*Your instructions*. Please update all of the material below by changing "river" to "stream" and leaving everything else unchanged. Leave the pictures out of your answer.

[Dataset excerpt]

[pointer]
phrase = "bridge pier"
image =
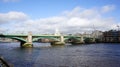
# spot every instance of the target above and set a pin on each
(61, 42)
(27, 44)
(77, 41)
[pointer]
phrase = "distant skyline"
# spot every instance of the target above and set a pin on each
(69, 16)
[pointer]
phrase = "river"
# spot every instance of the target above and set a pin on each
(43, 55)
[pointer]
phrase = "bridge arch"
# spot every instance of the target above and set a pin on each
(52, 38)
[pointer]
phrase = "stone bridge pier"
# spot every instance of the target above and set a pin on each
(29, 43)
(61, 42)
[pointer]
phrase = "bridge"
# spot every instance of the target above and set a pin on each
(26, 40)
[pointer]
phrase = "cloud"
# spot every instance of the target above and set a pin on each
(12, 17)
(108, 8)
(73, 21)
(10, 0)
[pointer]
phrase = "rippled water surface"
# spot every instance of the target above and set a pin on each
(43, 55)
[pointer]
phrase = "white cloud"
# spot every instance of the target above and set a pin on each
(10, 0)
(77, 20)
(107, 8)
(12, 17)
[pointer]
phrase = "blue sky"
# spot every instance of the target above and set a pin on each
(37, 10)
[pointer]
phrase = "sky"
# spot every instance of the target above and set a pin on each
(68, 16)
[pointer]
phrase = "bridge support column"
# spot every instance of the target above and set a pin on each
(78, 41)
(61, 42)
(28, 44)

*Output of the task*.
[pointer]
phrase = "bridge pier"
image =
# spot every instance of the target above and set a pin on each
(61, 42)
(27, 44)
(77, 41)
[pointer]
phrase = "distant skyline"
# spot every instance of the target above and set a pin on each
(69, 16)
[pointer]
phrase = "stream"
# spot every instance of the target above and set a pin on each
(43, 55)
[pointer]
phrase = "bridge arch"
# spot every instance of the target above and set a pin on each
(52, 38)
[pointer]
phrase = "stone bridge pier"
# spot every instance of the target above and set a pin on each
(29, 43)
(61, 42)
[pointer]
phrase = "bridge"
# spot every instance of the target above and set a pin on each
(26, 40)
[pointer]
phrase = "cloud"
# spot every instance of the target above and set a pin on each
(12, 17)
(108, 8)
(73, 21)
(10, 0)
[pointer]
phrase = "rippled water surface"
# spot every instance of the target above and set a pin on each
(43, 55)
[pointer]
phrase = "white cloud"
# spot every instance of the target above and set a pin on each
(10, 0)
(77, 20)
(107, 8)
(12, 17)
[pointer]
phrase = "blue sky"
# spot every instance of the target above and set a pin on each
(37, 10)
[pointer]
phrase = "sky"
# spot every instance of the target above and set a pin on each
(68, 16)
[pointer]
phrase = "bridge support column"
# spot every instance of the target above and set a pin on each
(78, 41)
(61, 42)
(28, 44)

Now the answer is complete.